*Selection:*

━━━━━━━━━━━━━━━━

United States v. Santiago-Gonzalez
825 F.3d 41
1st Cir.2016Background
- On Aug. 15, 2011 a masked gunman robbed Banco Popular in Morovis; teller placed two red security dye packs in the stolen money and surveillance video captured the robbery.
- Off-duty PRPD Agent Guzmán chased the robber, saw him remove his mask, and observed him enter a dark brown/burgundy Nissan Pathfinder; later identified Santiago in an in-person lineup.
- Police received an anonymous tip linking Santiago (“Bartolo”) to a dark Nissan Pathfinder and a white Honda Accord; officers surveilled Santiago's home and arrested him after he came outside.
- After Miranda warnings, Santiago told officers he disposed of the gun, said money at home was stained red, led officers to money in his bedroom and vehicle, and his mother and brother consented to searches of the house and the Pathfinder that revealed red-stained money and a stained passenger seat.
- Santiago was tried and convicted of bank robbery (18 U.S.C. § 2113(a),(d)) and using a firearm in relation to a crime of violence (18 U.S.C. § 924(c)); district court sentenced him to 120 months on Count One and 84 months on Count Two, consecutive (204 months total).

━━━━━━━━━━━━━━━━

*Challenge A:*
Copy the case summary word for word between "United States v." and "he came outside.", inclusive.

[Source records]
━━━━━━━━━━━━━━━━

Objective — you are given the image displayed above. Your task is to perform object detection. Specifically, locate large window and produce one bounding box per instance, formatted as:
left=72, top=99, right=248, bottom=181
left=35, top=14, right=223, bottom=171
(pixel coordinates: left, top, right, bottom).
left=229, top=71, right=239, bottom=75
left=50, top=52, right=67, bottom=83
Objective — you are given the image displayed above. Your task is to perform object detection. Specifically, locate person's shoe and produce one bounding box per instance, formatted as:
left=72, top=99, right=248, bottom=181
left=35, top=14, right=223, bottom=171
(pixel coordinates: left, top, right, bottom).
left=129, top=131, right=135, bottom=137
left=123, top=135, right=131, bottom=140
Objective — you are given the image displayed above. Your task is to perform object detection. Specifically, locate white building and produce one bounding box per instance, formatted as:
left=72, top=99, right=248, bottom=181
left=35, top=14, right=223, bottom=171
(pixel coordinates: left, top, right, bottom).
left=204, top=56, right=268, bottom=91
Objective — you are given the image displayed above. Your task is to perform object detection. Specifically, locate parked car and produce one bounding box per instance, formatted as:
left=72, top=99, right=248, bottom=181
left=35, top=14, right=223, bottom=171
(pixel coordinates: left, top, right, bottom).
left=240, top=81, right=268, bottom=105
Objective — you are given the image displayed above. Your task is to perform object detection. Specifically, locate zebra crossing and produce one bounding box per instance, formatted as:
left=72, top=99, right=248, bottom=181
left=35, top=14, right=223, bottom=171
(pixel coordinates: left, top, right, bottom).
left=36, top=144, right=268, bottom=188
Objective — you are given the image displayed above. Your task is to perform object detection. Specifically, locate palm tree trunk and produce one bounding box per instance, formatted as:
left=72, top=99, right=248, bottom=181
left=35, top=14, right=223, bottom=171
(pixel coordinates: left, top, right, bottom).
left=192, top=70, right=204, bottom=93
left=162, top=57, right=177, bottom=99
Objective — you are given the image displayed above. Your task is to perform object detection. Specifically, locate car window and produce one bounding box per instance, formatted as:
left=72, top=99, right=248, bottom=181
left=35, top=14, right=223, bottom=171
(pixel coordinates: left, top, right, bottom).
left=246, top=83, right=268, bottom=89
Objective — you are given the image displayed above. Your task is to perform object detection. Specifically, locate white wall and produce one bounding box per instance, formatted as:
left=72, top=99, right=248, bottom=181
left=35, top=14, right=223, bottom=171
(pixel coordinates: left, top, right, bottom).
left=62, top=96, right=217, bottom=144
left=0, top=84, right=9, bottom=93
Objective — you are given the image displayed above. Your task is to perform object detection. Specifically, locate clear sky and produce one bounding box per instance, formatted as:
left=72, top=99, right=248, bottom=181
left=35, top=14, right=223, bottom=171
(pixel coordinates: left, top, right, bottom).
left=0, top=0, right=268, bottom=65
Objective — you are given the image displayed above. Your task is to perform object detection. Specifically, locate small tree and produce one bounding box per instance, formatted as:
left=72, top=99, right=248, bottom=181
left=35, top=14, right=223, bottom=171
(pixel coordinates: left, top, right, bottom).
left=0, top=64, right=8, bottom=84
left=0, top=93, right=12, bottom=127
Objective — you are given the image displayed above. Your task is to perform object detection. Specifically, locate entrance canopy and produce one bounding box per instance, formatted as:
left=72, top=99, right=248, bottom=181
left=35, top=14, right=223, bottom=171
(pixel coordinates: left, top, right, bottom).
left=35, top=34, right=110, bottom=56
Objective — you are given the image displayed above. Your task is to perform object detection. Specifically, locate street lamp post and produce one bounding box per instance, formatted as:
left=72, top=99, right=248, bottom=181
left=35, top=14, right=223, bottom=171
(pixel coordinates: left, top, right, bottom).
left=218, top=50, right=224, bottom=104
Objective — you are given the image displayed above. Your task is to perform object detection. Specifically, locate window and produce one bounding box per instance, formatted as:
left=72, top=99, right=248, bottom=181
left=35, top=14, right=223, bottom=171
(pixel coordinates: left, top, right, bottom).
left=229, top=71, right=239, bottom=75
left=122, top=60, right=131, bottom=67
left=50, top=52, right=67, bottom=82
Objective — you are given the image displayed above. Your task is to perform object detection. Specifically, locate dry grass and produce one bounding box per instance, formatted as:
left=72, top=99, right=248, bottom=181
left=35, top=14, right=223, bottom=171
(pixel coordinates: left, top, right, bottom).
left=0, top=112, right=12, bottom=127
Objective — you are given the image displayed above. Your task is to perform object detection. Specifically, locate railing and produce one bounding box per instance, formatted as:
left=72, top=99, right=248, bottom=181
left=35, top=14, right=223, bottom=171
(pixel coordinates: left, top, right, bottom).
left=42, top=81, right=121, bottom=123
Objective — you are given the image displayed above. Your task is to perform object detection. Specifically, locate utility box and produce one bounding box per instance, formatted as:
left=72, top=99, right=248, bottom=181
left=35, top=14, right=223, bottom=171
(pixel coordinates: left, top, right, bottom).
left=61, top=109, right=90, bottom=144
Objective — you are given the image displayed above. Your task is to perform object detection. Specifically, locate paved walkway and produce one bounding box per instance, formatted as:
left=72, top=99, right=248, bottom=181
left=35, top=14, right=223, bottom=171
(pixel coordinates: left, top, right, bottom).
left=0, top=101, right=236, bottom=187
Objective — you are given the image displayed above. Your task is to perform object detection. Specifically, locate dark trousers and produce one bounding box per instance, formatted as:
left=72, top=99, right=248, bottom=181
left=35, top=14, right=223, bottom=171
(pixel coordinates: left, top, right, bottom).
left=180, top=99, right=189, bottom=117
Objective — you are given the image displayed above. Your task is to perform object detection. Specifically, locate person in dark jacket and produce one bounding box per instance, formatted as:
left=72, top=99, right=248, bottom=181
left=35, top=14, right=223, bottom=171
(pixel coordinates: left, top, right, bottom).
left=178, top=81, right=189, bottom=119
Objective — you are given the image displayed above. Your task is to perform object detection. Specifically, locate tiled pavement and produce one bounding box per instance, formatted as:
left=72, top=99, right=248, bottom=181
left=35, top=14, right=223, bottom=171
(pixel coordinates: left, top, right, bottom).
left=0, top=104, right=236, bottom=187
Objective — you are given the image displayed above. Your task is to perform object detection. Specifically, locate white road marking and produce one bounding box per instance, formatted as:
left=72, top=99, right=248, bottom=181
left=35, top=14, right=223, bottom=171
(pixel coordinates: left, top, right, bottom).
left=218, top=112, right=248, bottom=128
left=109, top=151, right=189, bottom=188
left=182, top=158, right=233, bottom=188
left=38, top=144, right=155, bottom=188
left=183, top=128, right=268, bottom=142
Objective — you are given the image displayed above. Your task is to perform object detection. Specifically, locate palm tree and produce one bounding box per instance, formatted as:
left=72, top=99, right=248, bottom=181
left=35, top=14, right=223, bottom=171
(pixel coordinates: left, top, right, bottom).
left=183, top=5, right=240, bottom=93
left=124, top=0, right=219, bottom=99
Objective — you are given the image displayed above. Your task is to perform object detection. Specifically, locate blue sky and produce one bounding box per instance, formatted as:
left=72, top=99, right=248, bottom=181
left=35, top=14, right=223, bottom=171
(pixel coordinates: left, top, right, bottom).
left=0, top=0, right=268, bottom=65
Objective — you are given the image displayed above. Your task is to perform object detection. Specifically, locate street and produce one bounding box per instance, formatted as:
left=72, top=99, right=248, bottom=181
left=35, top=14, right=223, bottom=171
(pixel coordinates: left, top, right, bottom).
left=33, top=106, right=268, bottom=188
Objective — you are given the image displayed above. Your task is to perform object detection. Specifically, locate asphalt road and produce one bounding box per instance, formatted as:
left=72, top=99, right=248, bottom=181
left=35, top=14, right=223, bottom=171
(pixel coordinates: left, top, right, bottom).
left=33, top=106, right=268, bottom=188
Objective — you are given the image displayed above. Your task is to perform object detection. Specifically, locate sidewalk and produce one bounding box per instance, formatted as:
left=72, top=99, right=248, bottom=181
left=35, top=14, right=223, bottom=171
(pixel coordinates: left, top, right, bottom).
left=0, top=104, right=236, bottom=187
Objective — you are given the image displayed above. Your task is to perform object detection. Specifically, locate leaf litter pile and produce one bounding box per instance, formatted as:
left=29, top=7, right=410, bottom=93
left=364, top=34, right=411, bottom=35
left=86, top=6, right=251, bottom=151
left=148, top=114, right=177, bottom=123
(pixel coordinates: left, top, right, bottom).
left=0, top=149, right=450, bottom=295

━━━━━━━━━━━━━━━━

*Challenge B:*
Rewrite the lines of the records between the lines holding "Specifically, locate dry" and "left=178, top=81, right=189, bottom=119", inclusive, as a Markdown table with the columns Row and Line. Give each line a row number and skip blank lines.

*Written reply A:*
United States v. Santiago-Gonzalez
825 F.3d 41
1st Cir.2016Background
- On Aug. 15, 2011 a masked gunman robbed Banco Popular in Morovis; teller placed two red security dye packs in the stolen money and surveillance video captured the robbery.
- Off-duty PRPD Agent Guzmán chased the robber, saw him remove his mask, and observed him enter a dark brown/burgundy Nissan Pathfinder; later identified Santiago in an in-person lineup.
- Police received an anonymous tip linking Santiago (“Bartolo”) to a dark Nissan Pathfinder and a white Honda Accord; officers surveilled Santiago's home and arrested him after he came outside.

*Written reply B:*
| Row | Line |
|---|---|
| 1 | Objective — you are given the image displayed above. Your task is to perform object detection. Specifically, locate dry grass and produce one bounding box per instance, formatted as: |
| 2 | left=72, top=99, right=248, bottom=181 |
| 3 | left=35, top=14, right=223, bottom=171 |
| 4 | (pixel coordinates: left, top, right, bottom). |
| 5 | left=0, top=112, right=12, bottom=127 |
| 6 | Objective — you are given the image displayed above. Your task is to perform object detection. Specifically, locate railing and produce one bounding box per instance, formatted as: |
| 7 | left=72, top=99, right=248, bottom=181 |
| 8 | left=35, top=14, right=223, bottom=171 |
| 9 | (pixel coordinates: left, top, right, bottom). |
| 10 | left=42, top=81, right=121, bottom=123 |
| 11 | Objective — you are given the image displayed above. Your task is to perform object detection. Specifically, locate utility box and produce one bounding box per instance, formatted as: |
| 12 | left=72, top=99, right=248, bottom=181 |
| 13 | left=35, top=14, right=223, bottom=171 |
| 14 | (pixel coordinates: left, top, right, bottom). |
| 15 | left=61, top=109, right=90, bottom=144 |
| 16 | Objective — you are given the image displayed above. Your task is to perform object detection. Specifically, locate paved walkway and produce one bounding box per instance, formatted as: |
| 17 | left=72, top=99, right=248, bottom=181 |
| 18 | left=35, top=14, right=223, bottom=171 |
| 19 | (pixel coordinates: left, top, right, bottom). |
| 20 | left=0, top=101, right=236, bottom=187 |
| 21 | Objective — you are given the image displayed above. Your task is to perform object detection. Specifically, locate dark trousers and produce one bounding box per instance, formatted as: |
| 22 | left=72, top=99, right=248, bottom=181 |
| 23 | left=35, top=14, right=223, bottom=171 |
| 24 | (pixel coordinates: left, top, right, bottom). |
| 25 | left=180, top=99, right=189, bottom=117 |
| 26 | Objective — you are given the image displayed above. Your task is to perform object detection. Specifically, locate person in dark jacket and produce one bounding box per instance, formatted as: |
| 27 | left=72, top=99, right=248, bottom=181 |
| 28 | left=35, top=14, right=223, bottom=171 |
| 29 | (pixel coordinates: left, top, right, bottom). |
| 30 | left=178, top=81, right=189, bottom=119 |